● Exercise: Every record should be written out exactly, please.

══ Supplied records ══

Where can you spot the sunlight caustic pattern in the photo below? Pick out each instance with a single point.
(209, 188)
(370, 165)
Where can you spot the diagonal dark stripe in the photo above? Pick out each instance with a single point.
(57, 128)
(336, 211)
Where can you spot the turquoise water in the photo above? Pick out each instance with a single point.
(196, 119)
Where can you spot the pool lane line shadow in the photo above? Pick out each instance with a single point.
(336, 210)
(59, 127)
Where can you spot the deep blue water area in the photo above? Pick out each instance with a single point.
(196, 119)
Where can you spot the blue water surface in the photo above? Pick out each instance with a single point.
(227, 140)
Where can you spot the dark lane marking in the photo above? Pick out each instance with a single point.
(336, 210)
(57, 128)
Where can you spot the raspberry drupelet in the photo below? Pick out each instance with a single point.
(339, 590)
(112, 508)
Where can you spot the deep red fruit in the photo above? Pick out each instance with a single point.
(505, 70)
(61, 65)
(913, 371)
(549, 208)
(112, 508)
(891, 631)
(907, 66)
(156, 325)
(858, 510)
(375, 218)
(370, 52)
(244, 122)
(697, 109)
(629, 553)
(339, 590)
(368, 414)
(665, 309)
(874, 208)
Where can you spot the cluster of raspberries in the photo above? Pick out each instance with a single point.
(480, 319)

═══

● Result for this exercise:
Where can you spot the sunlight caustic pattern in the photo below? Pick out each instance with a single point.
(209, 188)
(370, 165)
Where can you spot the diagonal dark stripe in the photo above? Pick out each instance with a single point.
(57, 128)
(336, 211)
Where can you spot the turquoise water in the photo above? Pick out each instance with a single point.
(196, 119)
Where can you spot the pool lane line shadow in the photo above? Pick out each instance with a single point.
(336, 210)
(59, 127)
Where can you spot the deep blue water area in the photo above? Pick out each instance with a single point.
(196, 119)
Where can you spot the blue water surface in the photo above? Pick out each instance with a single point.
(227, 140)
Where can you spot the dark lane marking in the photo above? Pick out each instance with a single point.
(336, 210)
(57, 128)
Where can you spot the raspberry drupelet in the photo below? Pick out each instance with a single point.
(339, 590)
(112, 508)
Where can you spot the deep red fruit in the photo above? Pick out each instance with a single point.
(505, 70)
(61, 65)
(913, 371)
(549, 208)
(112, 508)
(891, 631)
(907, 66)
(156, 325)
(858, 510)
(375, 218)
(370, 52)
(244, 122)
(697, 109)
(629, 553)
(339, 590)
(368, 414)
(665, 309)
(874, 208)
Where can you spot the cluster of raspberries in the photo above? Pick out each instance with a single point.
(480, 319)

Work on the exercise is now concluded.